— start PROVIDED INFORMATION —

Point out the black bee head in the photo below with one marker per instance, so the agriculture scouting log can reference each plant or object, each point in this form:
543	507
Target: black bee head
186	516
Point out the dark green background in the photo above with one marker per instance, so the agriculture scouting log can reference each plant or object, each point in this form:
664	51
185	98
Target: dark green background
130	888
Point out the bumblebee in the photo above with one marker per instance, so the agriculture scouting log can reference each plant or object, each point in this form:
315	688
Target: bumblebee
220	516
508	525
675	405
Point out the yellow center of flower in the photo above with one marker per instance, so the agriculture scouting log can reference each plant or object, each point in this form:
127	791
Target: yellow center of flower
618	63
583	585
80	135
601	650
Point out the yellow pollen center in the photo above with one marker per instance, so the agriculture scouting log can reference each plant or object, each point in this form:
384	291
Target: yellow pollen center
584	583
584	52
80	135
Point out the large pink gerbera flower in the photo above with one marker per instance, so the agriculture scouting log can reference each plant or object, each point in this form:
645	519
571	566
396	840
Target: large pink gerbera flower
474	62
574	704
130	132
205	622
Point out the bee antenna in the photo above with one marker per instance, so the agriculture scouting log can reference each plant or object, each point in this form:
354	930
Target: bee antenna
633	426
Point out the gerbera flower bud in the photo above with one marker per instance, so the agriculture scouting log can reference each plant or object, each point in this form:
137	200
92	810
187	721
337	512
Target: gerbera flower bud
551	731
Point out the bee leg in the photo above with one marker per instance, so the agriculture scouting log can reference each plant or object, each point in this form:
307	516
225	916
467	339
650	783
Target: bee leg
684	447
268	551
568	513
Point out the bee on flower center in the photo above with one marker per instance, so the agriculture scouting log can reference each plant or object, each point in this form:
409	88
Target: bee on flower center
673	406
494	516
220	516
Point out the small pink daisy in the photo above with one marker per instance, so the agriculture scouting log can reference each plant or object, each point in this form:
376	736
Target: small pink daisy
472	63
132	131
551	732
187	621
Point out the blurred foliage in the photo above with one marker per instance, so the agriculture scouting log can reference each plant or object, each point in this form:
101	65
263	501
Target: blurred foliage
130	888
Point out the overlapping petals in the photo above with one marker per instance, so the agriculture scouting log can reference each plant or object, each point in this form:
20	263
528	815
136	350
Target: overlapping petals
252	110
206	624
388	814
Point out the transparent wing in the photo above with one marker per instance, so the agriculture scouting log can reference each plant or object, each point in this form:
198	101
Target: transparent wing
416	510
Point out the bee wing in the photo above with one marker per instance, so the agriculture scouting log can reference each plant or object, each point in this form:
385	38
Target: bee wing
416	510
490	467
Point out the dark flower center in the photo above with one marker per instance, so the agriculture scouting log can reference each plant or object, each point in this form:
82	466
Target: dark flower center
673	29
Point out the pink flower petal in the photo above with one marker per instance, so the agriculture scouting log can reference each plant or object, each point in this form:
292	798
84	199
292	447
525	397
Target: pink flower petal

— end PROVIDED INFORMATION —

# DIRECTIONS
Put each line of the material above into a Markdown table with the columns "Row" and "Line", numbering the rows in order and leaving out blank lines.

# WRITTEN ANSWER
| Row | Line |
|---|---|
| 1 | Point out the black bee head in the photo below with one marker per instance, so the agriculture scouting log can reference each plant or object, each point in this form: |
| 2 | 543	507 |
| 3 | Target: black bee head |
| 4 | 186	516 |
| 5 | Point out the dark green background in the photo above with one marker per instance, so the agriculture scouting log can reference each plant or object, each point in this form: |
| 6 | 664	51 |
| 7 | 185	98 |
| 8 | Target: dark green background |
| 9 | 130	888 |
| 10 | Point out the bumblebee in the photo above with one marker per instance, so the agriculture scouting log can reference each plant or object, each point in this form: |
| 11 | 315	688 |
| 12 | Target: bumblebee |
| 13 | 220	516 |
| 14 | 508	525 |
| 15 | 675	405 |
| 16 | Point out the yellow center of flower in the photo above with one marker per instance, so the agriculture scouting log can reference each plant or object, each point in this form: |
| 17 | 127	791 |
| 18 | Target: yellow center of flower |
| 19 | 618	63 |
| 20 | 583	585 |
| 21 | 80	135 |
| 22 | 601	650 |
| 23 | Point out the yellow pollen center in the photo above with one marker per instance, so the agriculture scouting log can reference each plant or object, each point in this form: |
| 24 | 384	291 |
| 25 | Target: yellow pollen center |
| 26 | 584	583 |
| 27 | 584	52 |
| 28 | 80	135 |
| 29 | Point out the large pink gerbera flower in the photo above with one marker per instance, so the agriculture scouting log can reference each plant or object, each point in this form: |
| 30 | 645	519 |
| 31 | 571	566 |
| 32 | 396	840 |
| 33 | Target: large pink gerbera flower |
| 34 | 474	62 |
| 35 | 574	704 |
| 36 | 130	132 |
| 37 | 205	622 |
| 38 | Point out the bee antenna in the photo above with one marker per instance, so the agriculture scouting log can reference each plant or object, each point in this form: |
| 39 | 354	930 |
| 40 | Target: bee antenna |
| 41 | 633	426 |
| 42 | Point out the gerbera flower bud in the photo above with one marker per instance, so the agriculture scouting log can reference each plant or object, each point in this form: |
| 43 | 137	200 |
| 44 | 92	810 |
| 45 | 187	721 |
| 46 | 337	512 |
| 47 | Target: gerbera flower bud |
| 48 | 551	731 |
| 49 | Point out the bee leg in the photo above with one marker per instance, so the agriculture scouting log can reference each plant or object, each point in this form: |
| 50 | 307	516 |
| 51 | 225	916 |
| 52 | 467	339 |
| 53 | 650	783 |
| 54 | Target: bee leg |
| 55 | 684	447 |
| 56 | 268	551 |
| 57 | 568	513 |
| 58 | Point out the bee on flower center in the photo above with one marker per instance, so the agriculture scouting log can reference each plant or object, each point in this form: |
| 59 | 409	88 |
| 60 | Target: bee on flower center |
| 61 | 673	406 |
| 62 | 494	516 |
| 63 | 220	516 |
| 64 | Point out the small pink daisy in the photo above with one marker per instance, so the agriculture scouting log can reference each plant or object, each point in this form: |
| 65 | 376	736 |
| 66 | Target: small pink daisy |
| 67 | 472	63 |
| 68 | 132	131 |
| 69 | 551	732 |
| 70 | 187	621 |
| 71 | Point out the blurred foliage in the photo above with one marker per instance, so the agriculture scouting log can reference each plant or object, each point in this form: |
| 72 | 101	65 |
| 73 | 263	501 |
| 74 | Target: blurred foliage |
| 75 | 130	888 |
| 76 | Point out the overlapping petals in the photo above with one marker per instance, so the agriculture scouting log can reference each plant or object, each point in this form: |
| 77 | 20	263 |
| 78 | 528	815 |
| 79 | 136	350 |
| 80 | Target: overlapping petals |
| 81 | 252	110 |
| 82 | 206	624 |
| 83 | 388	814 |
| 84 | Point out the transparent wing in the photo above with one marker per instance, so the agriculture scouting log can reference each plant or object, each point in this form: |
| 85 | 198	101 |
| 86 | Target: transparent wing |
| 87 | 416	510 |
| 88 | Point out the bee wing in the photo above with one marker per instance, so the agriculture scouting log can reference each plant or object, each point in this form: |
| 89 | 385	38 |
| 90 | Target: bee wing |
| 91 | 416	510 |
| 92 | 490	467 |
| 93 | Point out the dark flower center in the photo above with one marker per instance, so the agriculture scouting log can reference each plant or object, each point in this form: |
| 94 | 82	466 |
| 95 | Target: dark flower center |
| 96 | 673	29 |
| 97 | Point out the pink flower petal in the photo above with one marker per instance, so the agriculture scouting log can reference each plant or object, each point in this form: |
| 98 | 292	798 |
| 99 | 84	199 |
| 100 | 292	447 |
| 101 | 525	397 |
| 102 | Target: pink flower petal |